──────── TEXT TO READ ────────

OSPF DR BDR Selection Process Explained
OSPF routers share routing information differently on different network types. This tutorial explains how they share it on an Ethernet broadcast network. On an Ethernet broadcast network, they first elect a DR (Designated Router) and a BDR (backup Designated Router) and then share routing information via them.
On each Ethernet broadcast segment, OSPF implements a client/server design. In this design, a router called DR acts as a server. The server is responsible for keeping and providing updated routing information. If a client has updated routing information, it shares that with the server. The server updates its database and shares that with other clients.
Since the DR plays a lead role in how the database exchange process works, OSPF implements an additional router as a backup for the server. This router is called BDR. A BDR maintains the same routing information as the DR. If the DR fails, it immediately becomes the DR, acting as a hot standby. Apart from the DR and BDR, all remaining routers are considered clients. They are known as DROTHERs.
OSPF routers select a DR and a BDR for every Ethernet broadcast segment. For example, if you have twenty VLANs in your switched area, you'll have twenty DRs and twenty BDRs. An OSPF router talks to a DR using the IP multicast address 224.0.0.6. The DR and the BDR talk to all OSPF routers using the 224.0.0.5 multicast IP address.
DR and BDR Election Process Criteria
OSPF routers use OSPF priority and RID to elect a DR and BDR. The router with the highest OSPF priority on a segment becomes the DR for that segment. The router with the second-highest priority becomes the BDR for that segment. If you do not change the default priority, routers use RID to elect a DR and a BDR. The router with the highest RID becomes the DR. The router with the second-highest RID becomes the BDR. All other routers become DROTHERs.
DR and BDR Election Process Example
Create a practice lab, as shown in the following image, and enable OSPF processes on all routers.
Download the Packet Tracer practice lab with IP configurations.
Enabling the OSPF process
Use the following commands to enable OSPF processes.
R1
Router>enable Router#configure terminal Router(config)#router ospf 1 Router(config-router)#network 192.168.1.0 0.0.0.255 area 0 Router(config-router)#network 10.0.0.0 0.255.255.255 area 0 Router(config-router)#exit Router(config)#exit Router#
R2
Router>enable Router#configure terminal Router(config)#router ospf 1 Router(config-router)#network 192.168.1.0 0.0.0.255 area 0 Router(config-router)#network 20.0.0.0 0.255.255.255 area 0 Router(config-router)#exit Router(config)#exit Router#
R3
Router>enable Router#configure terminal Router(config)#router ospf 1 Router(config-router)#network 192.168.1.0 0.0.0.255 area 0 Router(config-router)#network 30.0.0.0 0.255.255.255 area 0 Router(config-router)#exit Router(config)#exit Router#
R4
Router>enable Router#configure terminal Router(config)#router ospf 1 Router(config-router)#network 192.168.1.0 0.0.0.255 area 0 Router(config-router)#network 40.0.0.0 0.255.255.255 area 0 Router(config-router)#exit Router(config)#exit Router#
Download the Packet Tracer practice lab with OSPF configurations.

──────── SUPPLIED RECORDS ────────

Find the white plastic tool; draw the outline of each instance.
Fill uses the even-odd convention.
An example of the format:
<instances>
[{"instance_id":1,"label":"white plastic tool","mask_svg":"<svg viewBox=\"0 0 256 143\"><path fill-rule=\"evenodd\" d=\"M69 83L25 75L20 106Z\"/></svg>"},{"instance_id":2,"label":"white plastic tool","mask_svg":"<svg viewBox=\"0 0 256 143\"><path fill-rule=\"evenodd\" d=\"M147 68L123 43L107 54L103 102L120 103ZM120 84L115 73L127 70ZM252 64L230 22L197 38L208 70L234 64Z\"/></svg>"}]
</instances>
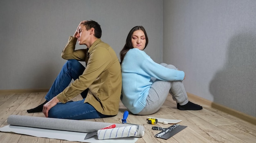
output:
<instances>
[{"instance_id":1,"label":"white plastic tool","mask_svg":"<svg viewBox=\"0 0 256 143\"><path fill-rule=\"evenodd\" d=\"M157 117L148 117L147 118L154 118L156 119L157 119L157 122L158 123L162 123L163 124L177 124L178 123L180 123L181 121L182 121L181 120L175 120L173 119L163 119L163 118L159 118Z\"/></svg>"}]
</instances>

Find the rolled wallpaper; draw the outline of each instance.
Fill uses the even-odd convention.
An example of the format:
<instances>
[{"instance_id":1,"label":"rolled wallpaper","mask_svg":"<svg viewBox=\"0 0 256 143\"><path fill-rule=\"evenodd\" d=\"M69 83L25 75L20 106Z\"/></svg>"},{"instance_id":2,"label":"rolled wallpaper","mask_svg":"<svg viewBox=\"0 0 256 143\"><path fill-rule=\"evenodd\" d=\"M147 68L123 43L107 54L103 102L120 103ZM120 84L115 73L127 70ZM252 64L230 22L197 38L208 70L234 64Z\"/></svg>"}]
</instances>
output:
<instances>
[{"instance_id":1,"label":"rolled wallpaper","mask_svg":"<svg viewBox=\"0 0 256 143\"><path fill-rule=\"evenodd\" d=\"M85 133L97 131L113 124L110 123L17 115L9 116L7 119L7 122L11 125ZM128 124L115 124L116 128L117 128L120 127L131 126L131 125ZM136 126L134 126L137 127ZM142 137L144 132L144 127L140 125L139 126L139 128L136 128L138 130L136 131L136 134L135 134L132 136ZM134 129L132 130L134 130Z\"/></svg>"}]
</instances>

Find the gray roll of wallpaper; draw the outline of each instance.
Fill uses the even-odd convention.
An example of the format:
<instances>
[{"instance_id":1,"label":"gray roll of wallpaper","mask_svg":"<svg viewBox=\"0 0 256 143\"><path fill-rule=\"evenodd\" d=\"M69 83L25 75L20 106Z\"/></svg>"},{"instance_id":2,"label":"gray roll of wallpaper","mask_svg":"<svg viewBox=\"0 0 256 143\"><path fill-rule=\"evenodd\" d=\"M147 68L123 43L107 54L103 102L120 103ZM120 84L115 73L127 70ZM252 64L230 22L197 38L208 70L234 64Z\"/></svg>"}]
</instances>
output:
<instances>
[{"instance_id":1,"label":"gray roll of wallpaper","mask_svg":"<svg viewBox=\"0 0 256 143\"><path fill-rule=\"evenodd\" d=\"M50 118L17 115L11 115L7 119L11 125L82 132L96 131L113 123L99 122L62 119ZM117 128L130 126L128 124L115 124ZM135 137L142 137L144 127L139 126L137 134Z\"/></svg>"}]
</instances>

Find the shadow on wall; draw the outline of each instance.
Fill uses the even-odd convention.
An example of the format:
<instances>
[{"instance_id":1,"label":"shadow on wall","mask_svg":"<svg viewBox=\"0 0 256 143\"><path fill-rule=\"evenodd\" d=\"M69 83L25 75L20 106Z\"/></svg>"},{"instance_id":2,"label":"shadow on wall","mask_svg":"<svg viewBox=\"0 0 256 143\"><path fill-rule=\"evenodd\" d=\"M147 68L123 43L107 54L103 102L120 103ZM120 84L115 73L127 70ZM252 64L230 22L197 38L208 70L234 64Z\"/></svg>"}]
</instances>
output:
<instances>
[{"instance_id":1,"label":"shadow on wall","mask_svg":"<svg viewBox=\"0 0 256 143\"><path fill-rule=\"evenodd\" d=\"M231 38L227 63L211 81L215 103L256 117L256 32Z\"/></svg>"}]
</instances>

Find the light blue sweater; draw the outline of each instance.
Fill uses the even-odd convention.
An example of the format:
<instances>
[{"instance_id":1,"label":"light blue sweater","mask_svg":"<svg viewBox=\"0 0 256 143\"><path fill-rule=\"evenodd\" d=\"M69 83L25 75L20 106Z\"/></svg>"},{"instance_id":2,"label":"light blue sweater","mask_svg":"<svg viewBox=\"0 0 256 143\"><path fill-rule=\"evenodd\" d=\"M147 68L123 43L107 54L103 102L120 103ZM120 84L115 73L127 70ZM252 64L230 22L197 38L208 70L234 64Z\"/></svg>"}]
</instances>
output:
<instances>
[{"instance_id":1,"label":"light blue sweater","mask_svg":"<svg viewBox=\"0 0 256 143\"><path fill-rule=\"evenodd\" d=\"M153 81L151 77L163 81L182 80L184 72L170 69L155 63L144 51L130 50L122 63L122 96L124 105L137 114L146 106Z\"/></svg>"}]
</instances>

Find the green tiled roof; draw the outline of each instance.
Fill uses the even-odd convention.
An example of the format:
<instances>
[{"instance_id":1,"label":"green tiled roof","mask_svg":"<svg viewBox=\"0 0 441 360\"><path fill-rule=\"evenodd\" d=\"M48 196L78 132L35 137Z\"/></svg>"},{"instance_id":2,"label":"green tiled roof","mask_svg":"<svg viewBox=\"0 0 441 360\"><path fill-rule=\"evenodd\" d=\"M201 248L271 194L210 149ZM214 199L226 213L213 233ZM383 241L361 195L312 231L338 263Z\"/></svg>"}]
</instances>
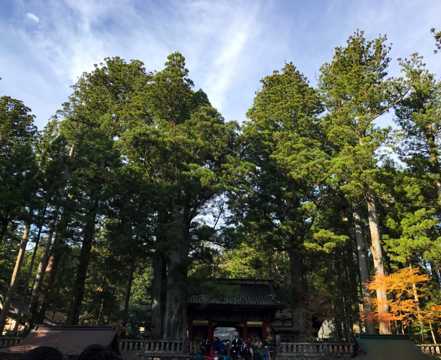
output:
<instances>
[{"instance_id":1,"label":"green tiled roof","mask_svg":"<svg viewBox=\"0 0 441 360\"><path fill-rule=\"evenodd\" d=\"M360 353L360 349L365 353ZM356 360L434 360L415 346L407 335L359 334L352 358Z\"/></svg>"}]
</instances>

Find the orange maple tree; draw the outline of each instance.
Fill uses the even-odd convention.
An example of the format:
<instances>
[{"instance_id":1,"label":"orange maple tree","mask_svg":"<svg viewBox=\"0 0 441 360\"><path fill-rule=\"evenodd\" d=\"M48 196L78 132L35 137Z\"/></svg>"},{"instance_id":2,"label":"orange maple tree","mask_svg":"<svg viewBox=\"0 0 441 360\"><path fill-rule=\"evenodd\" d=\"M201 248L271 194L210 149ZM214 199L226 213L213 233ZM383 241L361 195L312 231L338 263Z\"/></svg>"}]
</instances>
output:
<instances>
[{"instance_id":1,"label":"orange maple tree","mask_svg":"<svg viewBox=\"0 0 441 360\"><path fill-rule=\"evenodd\" d=\"M429 280L425 275L420 274L418 268L405 268L388 275L376 275L374 280L366 284L368 289L374 294L377 289L386 291L389 300L390 313L376 312L370 315L378 320L388 321L400 320L403 326L407 327L415 321L427 322L430 319L429 311L420 308L418 299L425 296L419 293L420 284ZM371 303L374 309L378 308L379 301L372 297ZM441 306L439 314L441 315ZM434 315L436 309L434 309Z\"/></svg>"}]
</instances>

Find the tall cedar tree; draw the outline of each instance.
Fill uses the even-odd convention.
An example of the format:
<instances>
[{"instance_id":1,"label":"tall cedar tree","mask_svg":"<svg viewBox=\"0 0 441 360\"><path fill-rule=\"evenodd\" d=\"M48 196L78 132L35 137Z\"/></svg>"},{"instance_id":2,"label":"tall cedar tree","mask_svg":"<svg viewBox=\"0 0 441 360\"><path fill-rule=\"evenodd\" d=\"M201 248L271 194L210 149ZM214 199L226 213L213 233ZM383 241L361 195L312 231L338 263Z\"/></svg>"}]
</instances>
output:
<instances>
[{"instance_id":1,"label":"tall cedar tree","mask_svg":"<svg viewBox=\"0 0 441 360\"><path fill-rule=\"evenodd\" d=\"M391 91L391 82L386 78L390 47L385 45L386 40L383 37L366 41L363 32L357 31L349 37L346 47L335 48L332 61L321 67L319 79L329 112L324 119L324 126L329 140L339 150L332 160L331 180L340 182L354 205L364 199L375 272L381 275L385 274L385 265L377 210L381 185L377 181L377 169L381 158L377 153L390 129L376 127L373 121L398 103L406 92L404 90L394 94ZM356 210L356 206L354 208ZM356 227L359 217L355 212L354 218ZM377 296L379 313L387 315L385 291L379 289ZM381 334L391 331L387 320L380 321Z\"/></svg>"},{"instance_id":2,"label":"tall cedar tree","mask_svg":"<svg viewBox=\"0 0 441 360\"><path fill-rule=\"evenodd\" d=\"M186 279L194 241L191 230L195 218L208 215L209 204L225 191L223 164L237 125L224 123L203 91L191 90L182 55L176 52L168 59L165 69L140 94L140 110L127 120L120 143L127 166L158 188L154 332L180 339L186 334ZM166 293L161 295L164 285Z\"/></svg>"},{"instance_id":3,"label":"tall cedar tree","mask_svg":"<svg viewBox=\"0 0 441 360\"><path fill-rule=\"evenodd\" d=\"M316 117L322 107L292 63L261 82L241 137L243 159L253 164L249 184L232 199L233 209L243 214L240 231L251 241L288 253L292 326L302 341L310 317L304 244L312 237L325 173Z\"/></svg>"}]
</instances>

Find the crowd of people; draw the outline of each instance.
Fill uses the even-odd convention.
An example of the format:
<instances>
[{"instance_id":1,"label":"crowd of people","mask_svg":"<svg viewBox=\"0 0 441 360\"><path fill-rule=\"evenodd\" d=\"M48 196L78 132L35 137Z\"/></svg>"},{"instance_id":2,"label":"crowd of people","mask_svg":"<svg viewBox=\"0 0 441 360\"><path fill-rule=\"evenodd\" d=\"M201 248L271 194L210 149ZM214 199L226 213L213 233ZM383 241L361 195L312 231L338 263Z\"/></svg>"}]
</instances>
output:
<instances>
[{"instance_id":1,"label":"crowd of people","mask_svg":"<svg viewBox=\"0 0 441 360\"><path fill-rule=\"evenodd\" d=\"M244 340L236 336L231 342L216 337L213 341L202 339L194 360L269 360L273 345L271 340L263 342L258 337Z\"/></svg>"}]
</instances>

────────

### JOB 1
In the OSPF tutorial, which multicast IP address does an OSPF router use to talk to a DR?
### JOB 2
Please list every distinct network address that appears in a network command in the OSPF tutorial's router configurations.
### JOB 3
Carry on writing the OSPF tutorial from the point where it stops.

### EXPECTED OUTPUT 1
224.0.0.6

### EXPECTED OUTPUT 2
192.168.1.0, 10.0.0.0, 20.0.0.0, 30.0.0.0, 40.0.0.0

### EXPECTED OUTPUT 3
RID
Since you did not change the default priority on any router, routers will use the RID to elect a DR and BDR. A router uses the following options in a sequence to select an RID. If it finds a value in an option, it does not check the next option. It checks the following option when it does not see a value in the current option.
- Custom RID value configured by using the router-id command.
- The highest IP address among all IP addresses configured on loopback interfaces.
- The highest IP address among all IP addresses configured on physical interfaces.
Since you did not configure a custom RID and loopback interfaces on any router, all routers will use the highest IP address among all IP addresses configured on physical interfaces to select their RIDs.
After selecting RIDs, OSPF routers select a DR and a BDR for each broadcast segment. Since all routers have a default OSPF priority ID, they use their RIDs to select the DR and BDR. The router with the highest RID becomes the DR. The router with the second-highest RID becomes the BDR. The remaining routers become DROTHERs.
Verifying the DR and BDR election
The show ip ospf neighbor command lists all OSPF neighbors. The output of this command has the following six fields.
| Field | Description |
| Neighbor ID | The RID of the neighbor |
| Pri | OSPF priority of the neighbor |
| State | Routing information exchange state / Router's role |
| Dead Time | Dead interval |
| Address | IP address of the neighbor |
| Interface | Local interface connected to the neighbor |
You can use the State field to verify the DR and BDR election process. It displays the routing information exchange state and the router's role in the segment.
The following image shows the output of this command on R1.
The following image shows the output of this command on R2.
The following image shows the output of this command on R3.
The following image shows the output of this command on R4.
Influencing the DR and BDR selection process
You can manipulate the DR and BDR selection process by changing the OSPF priority. The following command changes the default OSPF priority.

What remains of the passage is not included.